#### Dataset entries:

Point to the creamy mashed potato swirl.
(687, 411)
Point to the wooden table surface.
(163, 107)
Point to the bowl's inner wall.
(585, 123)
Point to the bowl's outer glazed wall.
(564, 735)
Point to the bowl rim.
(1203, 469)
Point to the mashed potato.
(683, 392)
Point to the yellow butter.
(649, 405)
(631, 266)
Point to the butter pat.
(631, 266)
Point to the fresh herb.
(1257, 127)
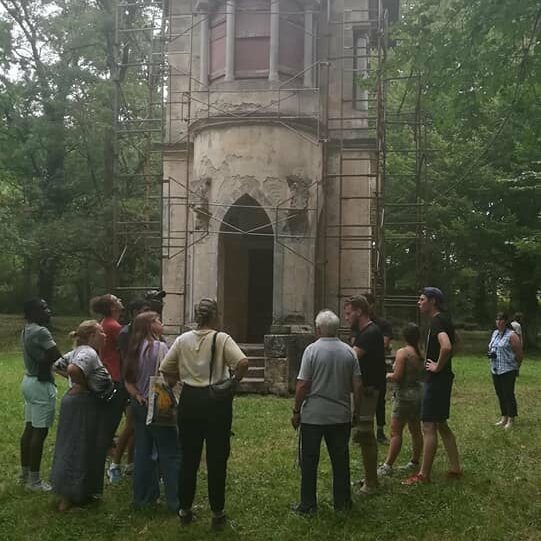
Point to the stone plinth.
(283, 354)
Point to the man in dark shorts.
(368, 345)
(438, 385)
(39, 390)
(387, 330)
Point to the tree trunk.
(524, 298)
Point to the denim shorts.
(39, 401)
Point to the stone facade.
(257, 168)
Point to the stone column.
(308, 45)
(230, 41)
(204, 45)
(274, 45)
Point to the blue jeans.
(157, 452)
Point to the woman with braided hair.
(200, 358)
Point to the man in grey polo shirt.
(329, 373)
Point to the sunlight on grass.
(499, 499)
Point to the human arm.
(357, 386)
(135, 394)
(516, 346)
(399, 366)
(169, 365)
(77, 377)
(302, 390)
(60, 366)
(303, 386)
(446, 350)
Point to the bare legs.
(397, 428)
(32, 441)
(430, 433)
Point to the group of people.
(339, 388)
(338, 395)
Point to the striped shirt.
(505, 360)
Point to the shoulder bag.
(224, 389)
(162, 399)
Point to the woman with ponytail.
(145, 352)
(407, 376)
(81, 442)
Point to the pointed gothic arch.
(246, 270)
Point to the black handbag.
(224, 389)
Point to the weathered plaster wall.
(280, 170)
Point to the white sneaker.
(385, 470)
(367, 491)
(39, 486)
(410, 466)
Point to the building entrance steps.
(254, 382)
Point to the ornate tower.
(272, 197)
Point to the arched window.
(291, 49)
(252, 38)
(217, 43)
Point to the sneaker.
(410, 466)
(303, 510)
(218, 523)
(39, 486)
(365, 490)
(186, 517)
(454, 475)
(22, 479)
(115, 474)
(385, 470)
(416, 479)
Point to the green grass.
(499, 498)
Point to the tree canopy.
(473, 65)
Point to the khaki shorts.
(39, 402)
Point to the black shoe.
(218, 523)
(303, 510)
(186, 518)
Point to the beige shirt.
(189, 357)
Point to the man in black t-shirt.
(438, 385)
(387, 330)
(368, 345)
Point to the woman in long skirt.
(81, 441)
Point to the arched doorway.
(246, 260)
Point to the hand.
(141, 399)
(431, 366)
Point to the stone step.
(252, 385)
(253, 350)
(256, 361)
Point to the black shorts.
(437, 399)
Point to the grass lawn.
(499, 498)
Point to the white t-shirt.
(189, 357)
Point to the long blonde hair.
(141, 330)
(84, 332)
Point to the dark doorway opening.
(246, 264)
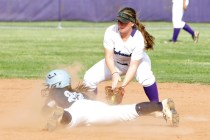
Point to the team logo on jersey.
(122, 54)
(73, 96)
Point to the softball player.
(178, 8)
(74, 108)
(124, 46)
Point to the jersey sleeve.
(108, 38)
(138, 52)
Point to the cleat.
(52, 122)
(169, 112)
(195, 37)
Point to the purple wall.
(97, 10)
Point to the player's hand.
(115, 78)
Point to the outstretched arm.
(131, 72)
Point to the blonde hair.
(148, 38)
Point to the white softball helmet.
(57, 79)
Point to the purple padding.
(97, 10)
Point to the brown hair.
(148, 38)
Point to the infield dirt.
(21, 101)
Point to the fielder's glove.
(115, 96)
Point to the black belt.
(125, 64)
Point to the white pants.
(100, 72)
(88, 112)
(177, 14)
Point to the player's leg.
(194, 34)
(167, 106)
(177, 14)
(145, 77)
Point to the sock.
(175, 34)
(188, 29)
(152, 92)
(148, 107)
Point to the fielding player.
(125, 45)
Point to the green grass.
(31, 49)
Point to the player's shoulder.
(112, 28)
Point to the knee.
(147, 81)
(66, 118)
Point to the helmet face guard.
(57, 79)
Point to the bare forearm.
(131, 72)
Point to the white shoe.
(52, 122)
(169, 112)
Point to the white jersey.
(124, 51)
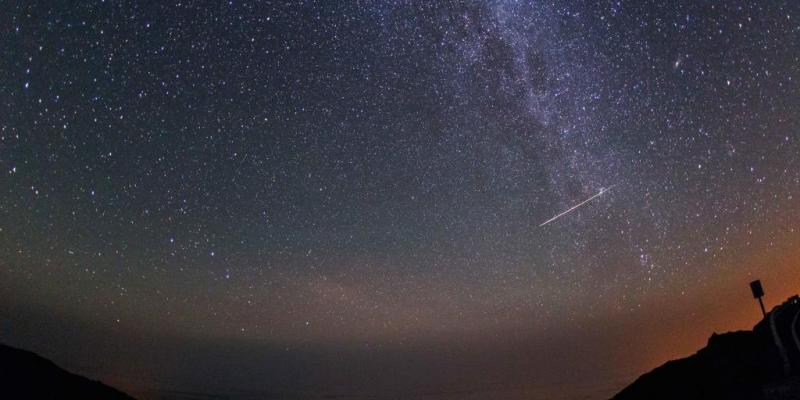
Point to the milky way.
(364, 175)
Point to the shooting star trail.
(602, 190)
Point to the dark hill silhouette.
(746, 365)
(25, 375)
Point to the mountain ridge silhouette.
(760, 364)
(25, 374)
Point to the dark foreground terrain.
(749, 365)
(25, 375)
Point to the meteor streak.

#### Given exercise:
Without including any pictures, please restate all the records exactly.

#### Output for this task:
Point to the creamy mashed potato swirl.
(687, 411)
Point to the wooden table surface.
(163, 107)
Point to the bowl's inner wall.
(585, 123)
Point to the bowl's outer glazed wall.
(564, 735)
Point to the bowl rim.
(1203, 469)
Point to the mashed potato.
(683, 392)
Point to the yellow butter.
(649, 405)
(631, 266)
Point to the butter pat.
(631, 266)
Point to the fresh herb.
(1257, 127)
Point to the stone plinth.
(283, 354)
Point to the man in dark shorts.
(368, 345)
(438, 385)
(39, 390)
(387, 330)
Point to the tree trunk.
(524, 298)
Point to the denim shorts.
(39, 401)
Point to the stone facade.
(257, 168)
Point to the stone column.
(308, 45)
(230, 41)
(204, 45)
(274, 45)
Point to the blue jeans.
(157, 452)
Point to the woman with braided hair.
(200, 358)
Point to the man in grey polo shirt.
(329, 373)
Point to the sunlight on grass.
(499, 499)
Point to the human arm.
(357, 386)
(135, 394)
(516, 346)
(399, 366)
(169, 365)
(77, 377)
(302, 390)
(60, 366)
(303, 386)
(446, 350)
Point to the bare legs.
(397, 428)
(32, 441)
(430, 433)
Point to the group of people.
(339, 388)
(338, 395)
Point to the striped shirt.
(505, 360)
Point to the shoulder bag.
(224, 389)
(162, 399)
Point to the woman with ponytail.
(145, 352)
(407, 376)
(81, 442)
Point to the pointed gothic arch.
(246, 270)
Point to the black handbag.
(224, 389)
Point to the weathered plaster wall.
(280, 170)
Point to the white sneaker.
(385, 470)
(367, 491)
(39, 486)
(410, 466)
Point to the building entrance steps.
(254, 382)
Point to the ornate tower.
(272, 197)
Point to the arched window.
(291, 49)
(252, 38)
(217, 43)
Point to the sneaker.
(410, 466)
(303, 510)
(218, 523)
(39, 486)
(365, 490)
(186, 517)
(454, 475)
(22, 479)
(115, 474)
(385, 470)
(416, 479)
Point to the green grass.
(499, 498)
Point to the tree canopy.
(473, 65)
Point to the khaki shorts.
(39, 402)
Point to the black shoe.
(218, 523)
(303, 510)
(186, 518)
Point to the beige shirt.
(189, 357)
Point to the man in black t-shirt.
(438, 385)
(387, 330)
(368, 345)
Point to the woman in long skirt.
(81, 441)
Point to the arched doorway.
(246, 260)
Point to the hand.
(141, 399)
(431, 366)
Point to the stone step.
(252, 385)
(253, 350)
(256, 361)
Point to the black shorts.
(437, 399)
Point to the grass lawn.
(499, 498)
Point to the white t-shirt.
(189, 357)
Point to the long blonde hair.
(141, 330)
(84, 332)
Point to the dark doorway opening.
(246, 264)
Point to the team logo on jersey.
(122, 54)
(73, 96)
Point to the softball player.
(178, 8)
(74, 108)
(124, 46)
Point to the jersey sleeve.
(108, 38)
(138, 52)
Point to the cleat.
(52, 122)
(169, 112)
(195, 37)
Point to the purple wall.
(97, 10)
Point to the player's hand.
(115, 78)
Point to the outstretched arm.
(131, 72)
Point to the blonde hair.
(148, 38)
Point to the white softball helmet.
(57, 79)
Point to the purple padding.
(97, 10)
Point to the brown hair.
(148, 38)
Point to the infield dirt.
(21, 101)
Point to the fielder's glove.
(115, 96)
Point to the black belt.
(125, 64)
Point to the white pants.
(100, 72)
(88, 112)
(177, 14)
Point to the player's leg.
(194, 34)
(167, 106)
(177, 14)
(145, 77)
Point to the sock.
(175, 34)
(188, 29)
(152, 92)
(148, 107)
Point to the fielding player.
(125, 45)
Point to the green grass.
(31, 49)
Point to the player's shoulder.
(112, 28)
Point to the knee.
(147, 81)
(66, 118)
Point to the helmet face guard.
(57, 79)
Point to the bare forearm.
(131, 72)
Point to the white shoe.
(52, 122)
(169, 112)
Point to the white jersey.
(124, 51)
Point to the milky way.
(364, 175)
Point to the shooting star trail.
(602, 190)
Point to the dark hill silhouette.
(746, 365)
(25, 375)
Point to the mountain ridge silhouette.
(760, 364)
(25, 374)
Point to the dark foreground terrain.
(749, 365)
(25, 375)
Point to the meteor streak.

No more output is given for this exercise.